Problem set>
1. Could you rewrite the account of Mr. Valenzuela's injury claim, everything from "Mr. Valenzuela suffered" down to "the Arizona facility.", changing "rollover accident" to "jackknife accident"?
2. Can you carry the account of Mr. Valenzuela's workers comp claim forward from its last sentence?

Selected text START

Adan Valenzuela, a Mexican citizen and resident, worked for Porteadores del Noroeste S.A. de C.V., court records show. The Tijuana, Mexico-based company transports diesel fuel from Phoenix to Nogales, Mexico, just south of the Arizona border.
Mr. Valenzuela suffered several injuries when the truck he was driving was involved in a rollover accident in Arizona, records show. He was treated at hospitals in Mexico and then in Tucson, Ariz. He returned to Mexico after being discharged from the Arizona facility.
Mr. Valenzuela filed for disability benefits from the Instituto Mexicano del Seguro Social, Mexico's social security agency, records show. He also filed for workers comp benefits with the Industrial Commission of Arizona in September 2010, and his claim was referred to the commission's special fund division because Porteadores did not have an Arizona workers comp policy.
The Mexican agency granted disability benefits to Mr. Valenzuela, but declined to pay $17,000 in medical bills from a doctor in Mexico who was outside the agency's medical network, records show. Mr. Valenzuela requested that the Arizona special fund pay for his medical treatment in Arizona, as well as the medical bills that were unpaid in Mexico.
The special fund denied Mr. Valenzuela's claim because it found that “full compensation benefits have been paid” by the Mexican social security office, records show.

Selected text END
Data under study START

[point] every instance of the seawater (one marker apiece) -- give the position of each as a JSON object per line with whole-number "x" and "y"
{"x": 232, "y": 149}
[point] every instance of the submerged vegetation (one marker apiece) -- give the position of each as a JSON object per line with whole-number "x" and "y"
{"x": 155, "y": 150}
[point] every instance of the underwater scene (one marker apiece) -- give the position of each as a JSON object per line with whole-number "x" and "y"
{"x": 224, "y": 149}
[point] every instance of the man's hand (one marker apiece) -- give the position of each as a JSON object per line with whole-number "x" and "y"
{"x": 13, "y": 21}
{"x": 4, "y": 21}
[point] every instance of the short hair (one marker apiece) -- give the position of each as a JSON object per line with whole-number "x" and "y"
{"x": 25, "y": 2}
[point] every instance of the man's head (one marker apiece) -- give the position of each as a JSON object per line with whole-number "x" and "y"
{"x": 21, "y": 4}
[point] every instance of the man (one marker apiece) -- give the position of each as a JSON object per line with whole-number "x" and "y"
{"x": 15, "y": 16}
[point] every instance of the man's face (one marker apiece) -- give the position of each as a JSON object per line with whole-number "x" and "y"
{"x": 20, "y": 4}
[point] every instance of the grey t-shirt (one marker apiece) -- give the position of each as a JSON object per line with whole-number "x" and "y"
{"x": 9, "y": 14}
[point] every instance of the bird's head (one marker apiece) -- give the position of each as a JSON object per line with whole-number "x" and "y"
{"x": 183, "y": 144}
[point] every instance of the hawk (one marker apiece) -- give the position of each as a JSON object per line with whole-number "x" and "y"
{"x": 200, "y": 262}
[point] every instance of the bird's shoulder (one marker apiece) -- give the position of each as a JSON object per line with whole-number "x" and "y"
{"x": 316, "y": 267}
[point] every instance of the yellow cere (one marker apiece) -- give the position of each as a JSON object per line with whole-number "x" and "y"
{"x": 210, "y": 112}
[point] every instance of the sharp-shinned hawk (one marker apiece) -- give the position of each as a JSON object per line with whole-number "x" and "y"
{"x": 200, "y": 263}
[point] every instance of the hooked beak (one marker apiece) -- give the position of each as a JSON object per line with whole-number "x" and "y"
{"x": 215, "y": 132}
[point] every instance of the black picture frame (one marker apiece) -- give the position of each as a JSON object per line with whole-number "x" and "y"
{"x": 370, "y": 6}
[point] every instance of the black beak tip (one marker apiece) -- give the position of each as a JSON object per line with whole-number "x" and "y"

Data under study END

Written responses>
1.
Mr. Valenzuela suffered several injuries when the truck he was driving was involved in a jackknife accident in Arizona, records show. He was treated at hospitals in Mexico and then in Tucson, Ariz. He returned to Mexico after being discharged from the Arizona facility.

2.
But an Arizona administrative law judge found that Mr. Valenzuela was entitled to receive “medical, surgical and hospital” benefits from the Arizona special fund, including the unpaid medical bills in Mexico. The judge also found that the special fund was entitled to a credit for benefits that were already paid to Mr. Valenzuela by the Mexican agency.
Porteadores appealed, contending that requiring a foreign employer to comply with Arizona workers comp law — and requiring Porteadores to repay the Arizona special fund for Mr. Valenzuela’s treatment — violated U.S. law, records show.
Porteadores also argued in part that the North American Free Trade Agreement and the Foreign Commerce Clause pre-empted Arizona workers comp law and claims that would be covered by the Mexican agency, records show.
In a unanimous ruling Tuesday, a three-judge panel of the Arizona Court of Appeals upheld Mr. Valenzuela’s award of Arizona workers comp benefits. In its ruling, the court held that only the U.S. government can challenge potential state law conflicts with NAFTA.
The court also said that the Foreign Commerce Clause, which gives Congress the power to regulate interstate and foreign commerce, does not apply because there were no “specific indications of congressional intent” to prevent Arizona workers comp laws from applying to Porteadores.
“Arizona’s authority to regulate and enforce workers compensation for employees engaged in foreign commerce does not contravene federal law,” the ruling reads. “Accordingly, the (administrative law judge) properly determined that Porteadores is subject to Arizona’s workers compensation statutes in effect at the time of Valenzuela’s injury.”